• TEXT SHOWN:
◆ ◆ ◆ ◆ ◆

The MedPoint Affair Again

The Independent Commission against Corruption (ICAC) took to court in 2011 Pravind Jugnauth, the leader of the MSM, who was then Minister of Finance and who had placed his approving signature on an internal administrative memo relating to a reallocation of funds to allow the then government to purchase the MedPoint clinic, for having thus involved himself in a case of conflict of interest under section 13(2) of the Act.

The case came for trial before the Intermediate Court which decided on 30th June 2015 that Pravind Jugnauth was guilty of the charge laid against him by the ICAC. The latter appealed the IC’s judgement to the Supreme Court, claiming that he had only acted administratively post the then government’s decision to purchase the clinic and was therefore not involved in a case of conflict of interest.

◆ ◆ ◆ ◆ ◆

• DATA SECTION:
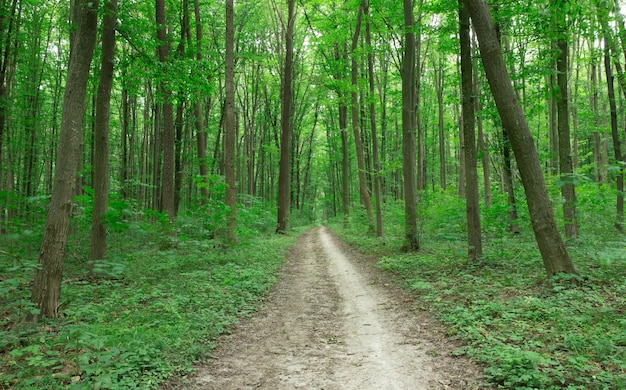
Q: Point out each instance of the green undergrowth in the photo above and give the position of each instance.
(156, 306)
(528, 332)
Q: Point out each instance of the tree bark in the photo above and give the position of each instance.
(284, 175)
(101, 150)
(372, 115)
(360, 156)
(230, 126)
(47, 285)
(553, 251)
(619, 223)
(408, 131)
(565, 156)
(167, 181)
(201, 135)
(474, 238)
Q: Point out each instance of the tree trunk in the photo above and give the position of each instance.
(408, 131)
(167, 181)
(555, 256)
(474, 239)
(482, 144)
(565, 155)
(47, 285)
(439, 79)
(372, 114)
(345, 161)
(284, 175)
(230, 126)
(101, 152)
(619, 223)
(201, 135)
(360, 156)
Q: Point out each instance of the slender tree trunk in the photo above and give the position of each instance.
(474, 238)
(372, 115)
(483, 150)
(619, 223)
(47, 285)
(439, 78)
(553, 251)
(408, 131)
(284, 175)
(565, 156)
(201, 135)
(345, 161)
(363, 191)
(101, 157)
(167, 181)
(230, 126)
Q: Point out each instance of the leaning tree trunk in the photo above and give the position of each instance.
(101, 150)
(408, 131)
(474, 239)
(555, 256)
(46, 291)
(284, 175)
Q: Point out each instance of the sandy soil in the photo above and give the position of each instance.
(334, 322)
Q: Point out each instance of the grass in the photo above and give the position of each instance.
(528, 332)
(161, 300)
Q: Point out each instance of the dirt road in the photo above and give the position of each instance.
(334, 322)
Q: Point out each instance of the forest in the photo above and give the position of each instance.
(158, 159)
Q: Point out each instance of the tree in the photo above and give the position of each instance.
(230, 125)
(408, 131)
(563, 112)
(363, 190)
(284, 175)
(555, 256)
(47, 286)
(167, 184)
(372, 115)
(469, 136)
(101, 149)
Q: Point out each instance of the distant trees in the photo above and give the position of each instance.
(314, 114)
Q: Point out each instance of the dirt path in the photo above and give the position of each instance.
(333, 322)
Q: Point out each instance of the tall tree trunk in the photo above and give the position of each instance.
(372, 115)
(408, 131)
(619, 223)
(363, 191)
(101, 152)
(553, 251)
(345, 161)
(46, 291)
(565, 156)
(483, 150)
(230, 126)
(167, 181)
(474, 239)
(439, 79)
(201, 135)
(284, 175)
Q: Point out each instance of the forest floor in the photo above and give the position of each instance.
(334, 321)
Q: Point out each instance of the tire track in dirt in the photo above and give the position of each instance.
(330, 324)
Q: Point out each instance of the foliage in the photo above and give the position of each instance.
(528, 332)
(151, 310)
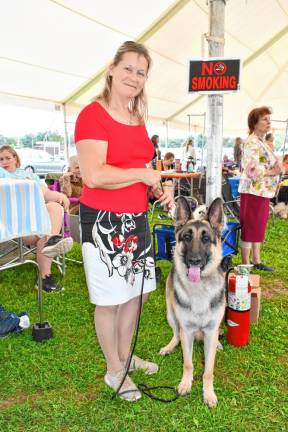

◆ ◆ ◆ ◆ ◆

• TASK PROMPT: Continue the piece on the MedPoint affair from its last sentence.

• TASK RESULT:
On 25th May 2016, the Supreme Court presided over by Chief Justice K P Matadeen and Judge AA Caunhye, overturned the decision of the Intermediate Court on the grounds that the then Minister of Finance, Pravind Jugnauth, had acted in good faith devoid of guilty intent, that his action did not involve a “personal interest” inasmuch as the company (the MedPoint clinic) in which his sister has a shareholding interest, is distinct and separate from its individual shareholders and that he ceased having any conflicting interest in the execution of a contract (the approval given to reallocate funds) once the concerned public body (the government) had already awarded the purchase contract to the concerned company (MedPoint).

The matter seemed to have come to rest at this point. Pravind Jugnauth having been stood up in his appeal against the decision of the Intermediate Court and, hence, freed from the conviction issued against him, was given the portfolio of the Ministry of Finance in the government, a position he is occupying today. There was a resumption of serenity on the political front, as the newly appointed minister was going about with consultations in the preparation of this year’s budget, which is viewed in certain quarters as the make-it-or-break-it moment for the government.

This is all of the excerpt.